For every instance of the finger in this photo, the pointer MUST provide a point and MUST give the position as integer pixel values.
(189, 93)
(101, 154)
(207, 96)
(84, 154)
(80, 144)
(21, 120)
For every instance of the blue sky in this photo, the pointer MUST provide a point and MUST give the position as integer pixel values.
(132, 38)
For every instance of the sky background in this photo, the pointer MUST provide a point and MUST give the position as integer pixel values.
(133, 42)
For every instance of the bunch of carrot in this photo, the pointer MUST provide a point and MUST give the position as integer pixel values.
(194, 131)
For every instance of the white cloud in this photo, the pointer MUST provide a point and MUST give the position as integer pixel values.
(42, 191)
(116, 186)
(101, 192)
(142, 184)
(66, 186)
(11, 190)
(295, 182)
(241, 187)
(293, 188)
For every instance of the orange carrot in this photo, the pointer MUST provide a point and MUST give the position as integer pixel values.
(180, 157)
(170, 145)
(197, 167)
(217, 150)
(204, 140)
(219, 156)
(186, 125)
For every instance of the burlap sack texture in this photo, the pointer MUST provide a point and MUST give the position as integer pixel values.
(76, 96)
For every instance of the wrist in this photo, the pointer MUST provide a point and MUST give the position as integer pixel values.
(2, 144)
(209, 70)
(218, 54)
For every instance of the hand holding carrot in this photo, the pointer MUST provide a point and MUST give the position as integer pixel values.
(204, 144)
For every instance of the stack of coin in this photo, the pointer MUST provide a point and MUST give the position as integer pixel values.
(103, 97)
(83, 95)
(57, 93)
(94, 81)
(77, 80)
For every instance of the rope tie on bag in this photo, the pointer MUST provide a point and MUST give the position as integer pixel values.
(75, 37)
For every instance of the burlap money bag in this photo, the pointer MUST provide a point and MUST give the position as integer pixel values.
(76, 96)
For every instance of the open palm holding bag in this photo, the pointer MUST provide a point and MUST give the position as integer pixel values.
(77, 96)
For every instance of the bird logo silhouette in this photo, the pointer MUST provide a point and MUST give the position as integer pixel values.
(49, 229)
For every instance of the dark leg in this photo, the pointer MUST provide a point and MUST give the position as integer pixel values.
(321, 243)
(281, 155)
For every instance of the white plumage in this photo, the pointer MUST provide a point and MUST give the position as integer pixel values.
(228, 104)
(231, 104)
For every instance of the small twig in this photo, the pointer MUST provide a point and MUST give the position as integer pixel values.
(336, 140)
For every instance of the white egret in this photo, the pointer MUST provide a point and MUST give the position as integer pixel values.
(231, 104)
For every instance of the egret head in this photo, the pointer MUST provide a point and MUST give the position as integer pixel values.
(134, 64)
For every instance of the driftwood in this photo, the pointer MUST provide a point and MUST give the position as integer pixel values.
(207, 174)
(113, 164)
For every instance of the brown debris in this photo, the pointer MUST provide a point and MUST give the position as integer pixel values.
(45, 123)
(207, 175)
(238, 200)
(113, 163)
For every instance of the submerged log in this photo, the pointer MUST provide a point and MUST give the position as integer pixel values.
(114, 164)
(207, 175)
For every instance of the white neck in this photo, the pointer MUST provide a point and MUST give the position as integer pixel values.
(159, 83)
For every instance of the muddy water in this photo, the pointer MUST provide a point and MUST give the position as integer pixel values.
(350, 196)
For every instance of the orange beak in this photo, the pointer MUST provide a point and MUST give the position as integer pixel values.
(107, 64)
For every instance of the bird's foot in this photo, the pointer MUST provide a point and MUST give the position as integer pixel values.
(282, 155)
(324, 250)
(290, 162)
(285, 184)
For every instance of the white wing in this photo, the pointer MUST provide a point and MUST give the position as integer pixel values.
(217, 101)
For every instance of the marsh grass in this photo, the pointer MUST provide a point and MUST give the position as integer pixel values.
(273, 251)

+ + +

> _Task goal_: Return every record, word for word.

> _Written answer_:
For every instance of the finger in this photo, the pointer MUST provide a point and MUST give the position as integer pixel values.
(189, 93)
(101, 154)
(207, 96)
(84, 154)
(80, 144)
(21, 120)
For every instance of the blue sky in this photo, the pointer MUST provide a point and MUST give the position as integer pixel values.
(132, 38)
For every instance of the sky background in this photo, the pointer MUST provide a point and MUST give the position as integer pixel values.
(133, 42)
For every instance of the bunch of carrot in this photo, the pointer MUST provide a point and MUST give the position as integer pixel values.
(194, 131)
For every instance of the white cloud in this photo, the pointer MUST provide a point and MUST give the position as integer pixel values.
(42, 191)
(116, 186)
(101, 192)
(142, 184)
(66, 186)
(11, 190)
(295, 182)
(241, 187)
(293, 188)
For every instance of the orange carrot in this photo, the pointer MUST provide a point and MUST give the position as integer pixel values.
(180, 157)
(170, 145)
(197, 167)
(217, 150)
(204, 140)
(219, 156)
(186, 125)
For every instance of the burlap sack texture in this photo, the pointer MUST provide a point and MUST give the position as integer pixel values.
(76, 96)
For every instance of the wrist in this photo, the pointer MUST provide a point and MUST give the position as integer pixel values.
(2, 144)
(209, 70)
(218, 54)
For every instance of the hand holding carrot in this photo, the pointer MUST provide a point and MUST give the position as integer pixel values.
(204, 144)
For every instance of the stack of coin in this photo, the pointer MUST provide a point and MUST give the position as integer pixel values.
(103, 97)
(83, 95)
(57, 93)
(94, 81)
(77, 80)
For every instance of the rope tie on bag in this photo, the pointer MUST provide a point and MUST give the position as integer pixel values.
(75, 37)
For every instance of the burlap money bag in this photo, the pointer MUST provide a point and MUST give the position as integer pixel values.
(76, 96)
For every instance of the open palm holding bag in this photo, the pointer MUST provide a point and MUST give the position as integer pixel values.
(77, 96)
For every instance of the bird logo silhouette in this photo, the pointer MUST provide a point and MUST give the position as integer pixel values.
(49, 229)
For every instance of the dark leg in this photo, the pointer MUST provide a point and MUST give the position as integer pixel values.
(321, 243)
(281, 155)
For every instance of the white plumage in this photo, the pointer MUST provide a point and MUST give the position as integer pixel values.
(228, 104)
(231, 104)
For every instance of the small twig in this photo, the pointer MUST provide a point and MUST give the position as integer pixel values.
(336, 140)
For every instance of the white egret in this photo, the pointer MUST provide a point and MUST give the position as integer pixel values.
(231, 104)
For every instance of the egret head in this photo, the pointer MUST provide a point and MUST give the position as integer pixel values.
(134, 64)
For every instance of the driftwood in this photo, the pointer MUST provide a point and MUST give the position as integer pixel values.
(207, 174)
(113, 164)
For every instance of the brown debris in this photo, the pointer MUST provide a point and MUST give the position as integer pixel values.
(45, 123)
(207, 175)
(238, 200)
(113, 163)
For every instance of the submerged log in this photo, the pointer MUST provide a point and MUST give the position as integer pixel values.
(114, 164)
(207, 175)
For every instance of the white neck in this photo, the pointer MUST provide a point and MUST give the position as integer pixel values.
(159, 83)
For every instance of the muddy water in this photo, the pointer MUST provide a point and MUST give the position as integer pixel values.
(350, 196)
For every instance of the orange beak in this photo, the pointer MUST provide a point and MUST give the position as integer pixel values.
(107, 64)
For every instance of the bird's foot in this photo, the pointer MUST provide a point and MUST give the position as integer pixel values.
(282, 155)
(324, 250)
(290, 162)
(285, 184)
For every instance of the white wing in this photo, the pointer MUST provide a point and MUST give the position as integer pixel values.
(217, 101)
For every instance of the marsh grass in this photo, the pointer MUST provide a point and MUST give the position as integer pixel values.
(273, 251)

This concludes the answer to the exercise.